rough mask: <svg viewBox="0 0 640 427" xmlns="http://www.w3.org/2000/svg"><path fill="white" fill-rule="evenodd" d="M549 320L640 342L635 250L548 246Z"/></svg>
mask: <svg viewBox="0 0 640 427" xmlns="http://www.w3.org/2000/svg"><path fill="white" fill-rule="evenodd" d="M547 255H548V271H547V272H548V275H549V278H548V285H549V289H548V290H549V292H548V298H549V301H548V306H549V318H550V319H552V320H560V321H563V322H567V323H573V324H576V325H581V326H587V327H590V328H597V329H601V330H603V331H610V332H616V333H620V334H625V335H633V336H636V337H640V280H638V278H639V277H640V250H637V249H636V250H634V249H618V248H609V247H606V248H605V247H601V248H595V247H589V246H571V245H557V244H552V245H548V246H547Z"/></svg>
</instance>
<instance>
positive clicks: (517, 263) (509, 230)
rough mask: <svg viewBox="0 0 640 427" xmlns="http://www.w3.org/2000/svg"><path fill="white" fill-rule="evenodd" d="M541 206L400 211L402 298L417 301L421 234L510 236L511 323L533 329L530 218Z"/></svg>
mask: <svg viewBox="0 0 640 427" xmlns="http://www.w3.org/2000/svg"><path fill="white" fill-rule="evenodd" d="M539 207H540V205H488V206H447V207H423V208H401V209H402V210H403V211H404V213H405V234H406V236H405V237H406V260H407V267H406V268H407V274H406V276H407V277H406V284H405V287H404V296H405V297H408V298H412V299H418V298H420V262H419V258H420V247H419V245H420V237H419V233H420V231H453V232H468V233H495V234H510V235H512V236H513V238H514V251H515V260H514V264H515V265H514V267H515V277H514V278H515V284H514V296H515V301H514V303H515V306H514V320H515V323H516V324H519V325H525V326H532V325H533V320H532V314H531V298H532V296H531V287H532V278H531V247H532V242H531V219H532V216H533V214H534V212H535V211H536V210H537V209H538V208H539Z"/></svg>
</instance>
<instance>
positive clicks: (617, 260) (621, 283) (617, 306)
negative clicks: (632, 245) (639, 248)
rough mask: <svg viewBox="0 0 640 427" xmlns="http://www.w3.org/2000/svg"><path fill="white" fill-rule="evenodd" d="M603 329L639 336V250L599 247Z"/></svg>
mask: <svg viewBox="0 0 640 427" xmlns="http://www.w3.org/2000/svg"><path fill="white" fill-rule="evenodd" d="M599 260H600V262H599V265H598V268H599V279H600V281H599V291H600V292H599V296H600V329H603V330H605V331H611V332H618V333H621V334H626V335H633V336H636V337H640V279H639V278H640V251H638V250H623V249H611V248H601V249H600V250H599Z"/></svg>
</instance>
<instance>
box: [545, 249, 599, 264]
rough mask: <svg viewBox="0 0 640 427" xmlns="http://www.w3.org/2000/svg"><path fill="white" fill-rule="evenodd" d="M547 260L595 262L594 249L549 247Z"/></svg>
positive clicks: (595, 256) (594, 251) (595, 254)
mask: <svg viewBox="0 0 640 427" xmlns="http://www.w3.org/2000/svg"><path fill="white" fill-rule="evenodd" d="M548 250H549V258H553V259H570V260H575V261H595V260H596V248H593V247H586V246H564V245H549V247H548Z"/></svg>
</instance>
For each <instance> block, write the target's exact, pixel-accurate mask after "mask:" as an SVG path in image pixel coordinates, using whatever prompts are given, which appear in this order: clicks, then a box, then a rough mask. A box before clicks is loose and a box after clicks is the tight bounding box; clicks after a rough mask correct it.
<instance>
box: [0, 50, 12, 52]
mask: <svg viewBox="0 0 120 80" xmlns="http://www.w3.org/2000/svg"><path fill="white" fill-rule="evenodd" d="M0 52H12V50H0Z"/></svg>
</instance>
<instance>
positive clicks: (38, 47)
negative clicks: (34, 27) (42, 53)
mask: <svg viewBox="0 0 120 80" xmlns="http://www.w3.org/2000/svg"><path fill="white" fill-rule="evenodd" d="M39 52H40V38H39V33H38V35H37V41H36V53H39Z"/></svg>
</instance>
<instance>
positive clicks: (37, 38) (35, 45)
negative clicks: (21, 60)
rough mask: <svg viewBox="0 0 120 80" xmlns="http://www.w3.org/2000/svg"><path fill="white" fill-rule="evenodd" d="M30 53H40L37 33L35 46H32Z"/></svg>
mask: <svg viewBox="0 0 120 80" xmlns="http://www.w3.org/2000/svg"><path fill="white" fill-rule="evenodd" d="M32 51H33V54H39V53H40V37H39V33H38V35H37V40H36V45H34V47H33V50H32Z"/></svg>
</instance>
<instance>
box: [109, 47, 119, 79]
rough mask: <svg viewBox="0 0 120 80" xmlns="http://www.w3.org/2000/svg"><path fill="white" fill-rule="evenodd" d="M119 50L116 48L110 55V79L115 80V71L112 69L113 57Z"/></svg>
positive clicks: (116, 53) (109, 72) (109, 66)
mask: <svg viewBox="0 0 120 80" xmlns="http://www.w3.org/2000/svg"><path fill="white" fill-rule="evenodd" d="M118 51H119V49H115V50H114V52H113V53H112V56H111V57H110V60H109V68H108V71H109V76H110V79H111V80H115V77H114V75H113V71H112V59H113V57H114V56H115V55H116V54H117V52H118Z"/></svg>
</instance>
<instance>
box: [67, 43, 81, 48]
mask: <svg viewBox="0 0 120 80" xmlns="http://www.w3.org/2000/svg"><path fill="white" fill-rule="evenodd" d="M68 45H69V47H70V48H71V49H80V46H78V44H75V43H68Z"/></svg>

Exercise prompt:
Please set down all the data word for word.

Result of this task:
rough mask: <svg viewBox="0 0 640 427" xmlns="http://www.w3.org/2000/svg"><path fill="white" fill-rule="evenodd" d="M549 320L640 342L635 250L548 246Z"/></svg>
mask: <svg viewBox="0 0 640 427" xmlns="http://www.w3.org/2000/svg"><path fill="white" fill-rule="evenodd" d="M547 255H548V271H547V272H548V275H549V278H548V285H549V289H548V290H549V292H548V298H549V301H548V306H549V318H550V319H552V320H560V321H563V322H567V323H573V324H576V325H581V326H587V327H590V328H597V329H601V330H603V331H610V332H616V333H620V334H625V335H633V336H636V337H640V280H638V278H639V277H640V250H637V249H636V250H634V249H618V248H609V247H606V248H605V247H601V248H595V247H589V246H571V245H557V244H552V245H548V246H547Z"/></svg>
</instance>
<instance>
positive clicks: (517, 263) (509, 230)
rough mask: <svg viewBox="0 0 640 427" xmlns="http://www.w3.org/2000/svg"><path fill="white" fill-rule="evenodd" d="M541 206L400 211L402 298L417 301L421 234L510 236L511 323L533 329L530 218Z"/></svg>
mask: <svg viewBox="0 0 640 427" xmlns="http://www.w3.org/2000/svg"><path fill="white" fill-rule="evenodd" d="M539 207H540V205H488V206H447V207H423V208H401V209H402V210H403V211H404V213H405V234H406V236H405V237H406V260H407V267H406V268H407V274H406V276H407V277H406V284H405V287H404V296H405V297H408V298H412V299H418V298H420V262H419V258H420V247H419V245H420V237H419V233H420V231H453V232H468V233H495V234H510V235H512V236H513V238H514V251H515V260H514V264H515V265H514V267H515V277H514V278H515V284H514V296H515V301H514V303H515V306H514V320H515V323H516V324H519V325H525V326H532V325H533V320H532V314H531V298H532V296H531V287H532V278H531V247H532V242H531V219H532V216H533V214H534V212H535V211H536V210H537V209H538V208H539Z"/></svg>
</instance>
<instance>
positive clicks: (617, 260) (621, 283) (617, 306)
negative clicks: (632, 245) (639, 248)
rough mask: <svg viewBox="0 0 640 427" xmlns="http://www.w3.org/2000/svg"><path fill="white" fill-rule="evenodd" d="M603 329L639 336V250L599 247Z"/></svg>
mask: <svg viewBox="0 0 640 427" xmlns="http://www.w3.org/2000/svg"><path fill="white" fill-rule="evenodd" d="M599 260H600V262H599V265H598V268H599V279H600V281H599V291H600V292H599V296H600V329H603V330H605V331H611V332H618V333H621V334H626V335H633V336H636V337H640V279H639V278H640V251H638V250H623V249H611V248H601V249H600V250H599Z"/></svg>
</instance>
<instance>
box: [545, 249, 599, 264]
rough mask: <svg viewBox="0 0 640 427" xmlns="http://www.w3.org/2000/svg"><path fill="white" fill-rule="evenodd" d="M547 260L595 262L594 249L549 247Z"/></svg>
positive clicks: (595, 256) (594, 251) (595, 254)
mask: <svg viewBox="0 0 640 427" xmlns="http://www.w3.org/2000/svg"><path fill="white" fill-rule="evenodd" d="M548 250H549V258H553V259H570V260H575V261H595V260H596V248H593V247H586V246H564V245H549V247H548Z"/></svg>
</instance>
For each <instance> block, write the target's exact, pixel-accurate mask after "mask:" as an SVG path in image pixel coordinates, using whatever prompts are given, which appear in this order: clicks, then a box, then a rough mask. A box before clicks is loose and a box after clicks is the tight bounding box; clicks after a rough mask correct it.
<instance>
box: [0, 50, 12, 52]
mask: <svg viewBox="0 0 120 80" xmlns="http://www.w3.org/2000/svg"><path fill="white" fill-rule="evenodd" d="M0 52H12V50H0Z"/></svg>
</instance>
<instance>
positive clicks: (38, 47)
negative clicks: (34, 27) (42, 53)
mask: <svg viewBox="0 0 120 80" xmlns="http://www.w3.org/2000/svg"><path fill="white" fill-rule="evenodd" d="M39 52H40V38H39V33H38V35H37V41H36V53H39Z"/></svg>
</instance>
<instance>
positive clicks: (37, 38) (35, 45)
negative clicks: (21, 60)
rough mask: <svg viewBox="0 0 120 80" xmlns="http://www.w3.org/2000/svg"><path fill="white" fill-rule="evenodd" d="M30 53H40L37 33L35 46H32Z"/></svg>
mask: <svg viewBox="0 0 120 80" xmlns="http://www.w3.org/2000/svg"><path fill="white" fill-rule="evenodd" d="M32 51H33V54H39V53H40V37H39V33H38V35H37V40H36V45H34V47H33V50H32Z"/></svg>
</instance>
<instance>
box: [109, 47, 119, 79]
rough mask: <svg viewBox="0 0 120 80" xmlns="http://www.w3.org/2000/svg"><path fill="white" fill-rule="evenodd" d="M119 50L116 48L110 55V79L115 80V71L112 69L113 57Z"/></svg>
positive clicks: (116, 53) (109, 72) (109, 66)
mask: <svg viewBox="0 0 120 80" xmlns="http://www.w3.org/2000/svg"><path fill="white" fill-rule="evenodd" d="M118 51H119V49H115V50H114V52H113V53H112V56H111V57H110V60H109V68H108V71H109V76H110V79H111V80H115V77H114V75H113V71H112V59H113V57H114V56H115V55H116V54H117V52H118Z"/></svg>
</instance>
<instance>
box: [67, 43, 81, 48]
mask: <svg viewBox="0 0 120 80" xmlns="http://www.w3.org/2000/svg"><path fill="white" fill-rule="evenodd" d="M68 45H69V47H70V48H71V49H80V46H78V44H75V43H68Z"/></svg>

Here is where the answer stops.